[Start Rows]

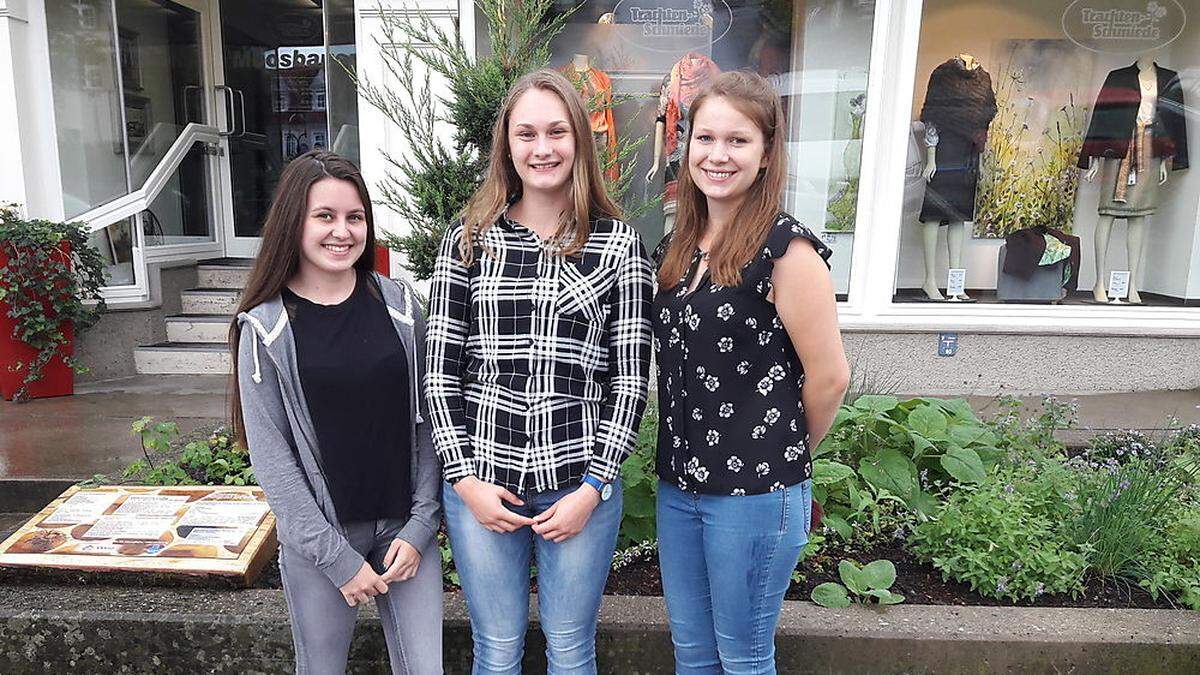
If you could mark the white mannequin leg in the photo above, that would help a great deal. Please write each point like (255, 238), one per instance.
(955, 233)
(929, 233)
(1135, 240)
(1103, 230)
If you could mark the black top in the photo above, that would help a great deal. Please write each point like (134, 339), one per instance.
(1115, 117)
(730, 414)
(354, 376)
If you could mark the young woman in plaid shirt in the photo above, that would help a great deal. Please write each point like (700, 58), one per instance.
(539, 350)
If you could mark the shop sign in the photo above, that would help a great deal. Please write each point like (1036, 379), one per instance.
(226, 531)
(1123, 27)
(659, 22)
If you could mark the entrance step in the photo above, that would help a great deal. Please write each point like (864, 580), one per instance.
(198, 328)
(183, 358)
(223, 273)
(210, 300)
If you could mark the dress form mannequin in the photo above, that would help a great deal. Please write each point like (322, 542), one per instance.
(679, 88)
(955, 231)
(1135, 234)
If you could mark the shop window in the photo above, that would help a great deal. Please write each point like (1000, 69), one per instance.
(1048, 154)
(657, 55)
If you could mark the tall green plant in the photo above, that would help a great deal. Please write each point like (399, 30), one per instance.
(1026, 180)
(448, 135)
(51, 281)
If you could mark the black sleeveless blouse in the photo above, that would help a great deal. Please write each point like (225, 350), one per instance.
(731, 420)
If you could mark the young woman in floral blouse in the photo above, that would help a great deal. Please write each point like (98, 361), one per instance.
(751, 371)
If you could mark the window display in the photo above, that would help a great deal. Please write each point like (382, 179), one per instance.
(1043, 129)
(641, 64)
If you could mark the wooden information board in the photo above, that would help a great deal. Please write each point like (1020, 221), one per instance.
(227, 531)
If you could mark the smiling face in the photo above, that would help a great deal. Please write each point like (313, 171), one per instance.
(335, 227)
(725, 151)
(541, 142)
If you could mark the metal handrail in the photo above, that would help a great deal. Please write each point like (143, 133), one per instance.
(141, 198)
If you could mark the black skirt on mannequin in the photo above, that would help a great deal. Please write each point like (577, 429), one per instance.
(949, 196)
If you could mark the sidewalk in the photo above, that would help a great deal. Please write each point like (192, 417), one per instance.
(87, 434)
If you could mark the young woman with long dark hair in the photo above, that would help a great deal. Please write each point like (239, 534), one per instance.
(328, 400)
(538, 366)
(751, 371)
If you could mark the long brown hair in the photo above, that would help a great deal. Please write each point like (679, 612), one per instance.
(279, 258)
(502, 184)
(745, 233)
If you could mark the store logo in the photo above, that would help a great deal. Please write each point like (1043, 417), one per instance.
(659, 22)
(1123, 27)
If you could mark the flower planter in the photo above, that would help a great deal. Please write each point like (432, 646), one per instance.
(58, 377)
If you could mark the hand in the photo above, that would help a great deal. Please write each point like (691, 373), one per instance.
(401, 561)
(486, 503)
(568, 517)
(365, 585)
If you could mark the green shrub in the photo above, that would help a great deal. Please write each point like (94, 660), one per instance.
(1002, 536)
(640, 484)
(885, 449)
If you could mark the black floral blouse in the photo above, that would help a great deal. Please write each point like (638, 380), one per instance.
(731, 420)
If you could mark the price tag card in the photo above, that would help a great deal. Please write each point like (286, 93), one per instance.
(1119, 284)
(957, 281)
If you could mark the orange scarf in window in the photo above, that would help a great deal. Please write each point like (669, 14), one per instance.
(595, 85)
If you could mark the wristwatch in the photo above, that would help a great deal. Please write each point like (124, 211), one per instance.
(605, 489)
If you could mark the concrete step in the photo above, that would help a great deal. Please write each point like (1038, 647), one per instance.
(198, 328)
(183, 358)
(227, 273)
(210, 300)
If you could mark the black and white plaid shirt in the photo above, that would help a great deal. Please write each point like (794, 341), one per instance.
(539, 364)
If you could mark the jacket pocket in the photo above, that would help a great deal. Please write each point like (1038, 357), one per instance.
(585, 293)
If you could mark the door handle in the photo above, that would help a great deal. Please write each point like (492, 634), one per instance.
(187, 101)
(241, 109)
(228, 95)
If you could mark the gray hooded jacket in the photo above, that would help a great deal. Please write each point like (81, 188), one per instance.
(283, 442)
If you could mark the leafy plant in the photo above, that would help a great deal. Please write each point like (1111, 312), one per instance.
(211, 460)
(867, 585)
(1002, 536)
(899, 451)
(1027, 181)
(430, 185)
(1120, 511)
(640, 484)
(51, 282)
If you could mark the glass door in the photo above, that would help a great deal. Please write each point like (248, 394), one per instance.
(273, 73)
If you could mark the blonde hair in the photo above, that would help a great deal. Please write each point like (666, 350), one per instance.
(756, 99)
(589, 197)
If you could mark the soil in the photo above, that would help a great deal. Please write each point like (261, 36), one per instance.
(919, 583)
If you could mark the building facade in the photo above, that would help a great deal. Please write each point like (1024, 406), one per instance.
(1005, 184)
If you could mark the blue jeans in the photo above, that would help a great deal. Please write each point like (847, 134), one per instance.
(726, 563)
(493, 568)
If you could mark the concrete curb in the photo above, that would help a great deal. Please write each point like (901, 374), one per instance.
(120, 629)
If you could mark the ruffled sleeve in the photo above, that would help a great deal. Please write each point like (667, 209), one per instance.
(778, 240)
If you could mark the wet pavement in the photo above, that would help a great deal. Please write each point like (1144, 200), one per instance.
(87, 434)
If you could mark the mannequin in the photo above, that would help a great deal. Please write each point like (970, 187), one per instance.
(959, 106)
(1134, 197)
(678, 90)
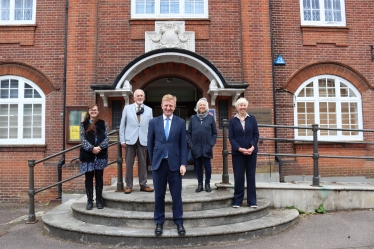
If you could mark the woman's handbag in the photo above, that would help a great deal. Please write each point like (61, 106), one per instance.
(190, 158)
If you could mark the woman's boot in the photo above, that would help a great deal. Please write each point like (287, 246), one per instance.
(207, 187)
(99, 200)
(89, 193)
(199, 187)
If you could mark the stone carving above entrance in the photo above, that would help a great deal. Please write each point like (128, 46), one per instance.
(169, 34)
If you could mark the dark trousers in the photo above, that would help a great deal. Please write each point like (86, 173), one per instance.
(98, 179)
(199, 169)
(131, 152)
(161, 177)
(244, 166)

[End Rows]

Work to complete
Rewrite every line of the records above as a JSON list of strings, one string per line, skipping blank lines and leaving out the pictures.

The solution
[
  "If you could mark the white mannequin leg in the photo above, that would help a great deal. Please write each point like (255, 238), one per instance.",
  "(955, 233)",
  "(929, 233)",
  "(1135, 240)",
  "(1103, 230)",
  "If you could mark the black top in the photo above, that would help a great deal. Please write each point like (134, 339), one per instance.",
  "(1115, 117)",
  "(730, 414)",
  "(354, 376)",
  "If you could mark the young woman in plaid shirt in the photo above, that would help a great deal. Please write each point like (700, 58), one per instance.",
  "(539, 350)",
  "If you could mark the shop sign in the photo above, that would help a great deal. Please write each point like (1036, 379), one per instance.",
  "(226, 531)",
  "(1123, 27)",
  "(659, 22)",
  "If you could mark the entrance step in the photo above, that would help a great deal. Please write each point like (864, 580), one per instance.",
  "(198, 328)",
  "(183, 358)",
  "(223, 273)",
  "(210, 300)",
  "If you could mark the dress form mannequin in the photo above, that would help a great deal. Please write each point like (322, 542), one per instance.",
  "(679, 88)",
  "(955, 231)",
  "(1135, 234)",
  "If you could mark the shop window in the photo above, that would help a great deal. Please write each point like (1000, 69), one per instance.",
  "(1048, 154)",
  "(657, 55)",
  "If you could mark the tall green plant in the photo above, that would help a great deal. Please write each point like (399, 30), one per instance.",
  "(1026, 180)",
  "(448, 135)",
  "(51, 281)",
  "If you could mark the black sleeveless blouse in the photo above, that would help a great deal. Please write each point like (225, 350), one per instance.",
  "(731, 420)",
  "If you could mark the young woman in floral blouse in the photo above, that would help a great deal. Please write each point like (98, 361), one per instance.",
  "(751, 371)",
  "If you could mark the window display in the photo above, that would help a great deal. Please write each point like (382, 179), one per instance.",
  "(1043, 129)",
  "(641, 64)",
  "If you could mark the wooden information board in the photo above, that would help a great deal. Please write each point like (1020, 221), one per instance.",
  "(227, 531)",
  "If you could mark the smiling face in the photo above, that would help a great deal. Please write each point like (313, 171), one per instance.",
  "(335, 227)",
  "(725, 151)",
  "(541, 142)",
  "If you could mark the metal handrail in the photo above, that would help a great deal. Please write each point like (143, 133), one per instance.",
  "(141, 198)",
  "If you could mark the black skirt on mannequin in the photo above, that would help a great deal. Please write each point like (577, 429), one per instance.",
  "(949, 196)",
  "If you could mark the sidewalk in the photo above, that would help a great deal. Please write each point like (192, 417), one per instance.",
  "(87, 434)",
  "If you could mark the young woman with long dark hair in the photo above, that would help a great deal. Please write each point like (239, 534), one per instance.",
  "(328, 400)",
  "(538, 366)",
  "(751, 371)",
  "If you could mark the long brown hair in the photo above, that would help a great deal. Please write each point like (679, 612), one per instance.",
  "(279, 258)",
  "(502, 184)",
  "(745, 233)",
  "If you could mark the store logo in the photo above, that would help a great deal. Please write each point like (1043, 417), one per instance.",
  "(659, 22)",
  "(1123, 27)",
  "If you could mark the flower planter in the photo above, that would help a great deal. Please write each point like (432, 646), one per instance.",
  "(58, 377)",
  "If you could mark the hand in the photo above, that would help a great deal. Please write each point like (691, 373), one per instance.",
  "(401, 561)",
  "(486, 503)",
  "(568, 517)",
  "(365, 585)",
  "If you could mark the green shrub in the photo above, that would help a great deal. Please write each point like (94, 660), one per instance.",
  "(1002, 536)",
  "(640, 484)",
  "(885, 449)",
  "If you could mark the black floral blouse in the photo above, that would help a great deal. Please write each point like (638, 380), one per instance.",
  "(731, 420)",
  "If you could mark the price tag card in the photo above, that would help a great deal. Please write each point like (286, 93), one per instance.",
  "(1119, 284)",
  "(957, 281)",
  "If you could mark the orange scarf in window in the photo above, that would help a great deal. Please write each point like (669, 14), one per instance.",
  "(595, 85)",
  "If you could mark the wristwatch in the photo above, that would help a great deal. Please write each point like (124, 211), one per instance.",
  "(605, 489)",
  "If you could mark the concrete step in the photo above, that would help a great deal. Please write each point like (1038, 647), one per instance.",
  "(198, 328)",
  "(183, 358)",
  "(227, 273)",
  "(210, 300)",
  "If you could mark the black and white plaid shirt in the photo above, that would help a great deal. Please write each point like (794, 341), one per instance.",
  "(539, 364)",
  "If you could mark the jacket pocket in the photo above, that would help a great deal. Please write each point like (1038, 357), one per instance.",
  "(585, 293)",
  "If you could mark the door handle in the photo above, that would help a great deal. Please write each point like (492, 634), one per instance.",
  "(187, 101)",
  "(241, 109)",
  "(228, 95)",
  "If you could mark the gray hooded jacket in the photo above, that would help a great deal. Please write each point like (81, 188), one per instance.",
  "(283, 442)",
  "If you could mark the leafy plant in the photo above, that would help a great deal. Please write each point like (1111, 312), one per instance.",
  "(211, 460)",
  "(867, 585)",
  "(1002, 536)",
  "(899, 451)",
  "(1027, 181)",
  "(430, 185)",
  "(1120, 511)",
  "(640, 484)",
  "(51, 282)",
  "If you could mark the glass door in the photo above, that would help a great deal. Please write each point like (248, 394), one per instance.",
  "(273, 73)",
  "If you could mark the blonde hair in the photo above, that would help a great deal. Please write each point like (666, 350), one per instance.",
  "(756, 99)",
  "(589, 197)",
  "If you could mark the soil in the photo above, that would help a great deal. Please write each point like (261, 36), one per instance.",
  "(919, 583)",
  "If you could mark the building facade in the photo above, that would help a great deal. Please write each point like (1024, 406), one per instance.",
  "(1005, 184)",
  "If you could mark the blue jeans in the photo above, that would help a great deal. Please write each point like (847, 134), one per instance.",
  "(726, 563)",
  "(493, 568)",
  "If you could mark the concrete curb in the photo above, that would help a great deal. Please write each point like (901, 374), one per instance.",
  "(120, 629)",
  "If you could mark the ruffled sleeve in the photo above, that would help a great deal. Please write each point like (667, 209), one per instance.",
  "(778, 240)",
  "If you could mark the wet pavement in the photo above, that would help a great deal. Please write each point like (1144, 200), one per instance.",
  "(87, 434)",
  "If you could mark the mannequin in the photo above, that would help a great deal. Please write each point like (970, 187), one per instance.",
  "(959, 106)",
  "(1134, 197)",
  "(678, 90)",
  "If you could mark the woman's handbag in the photo above, that would help a great deal. Please write each point like (61, 106), one per instance.",
  "(190, 158)",
  "If you could mark the woman's boot in the photo above, that would help a great deal. Please write each point like (287, 246), one per instance.",
  "(207, 187)",
  "(99, 200)",
  "(89, 193)",
  "(199, 187)",
  "If you could mark the stone carving above entrance in the photo above, that would help a great deal. Please write each point like (128, 46), one per instance.",
  "(169, 34)",
  "If you could mark the dark trousers in the photo above, that would help a great deal. Please write each point like (86, 173), one per instance.",
  "(98, 179)",
  "(199, 169)",
  "(131, 152)",
  "(161, 177)",
  "(244, 166)"
]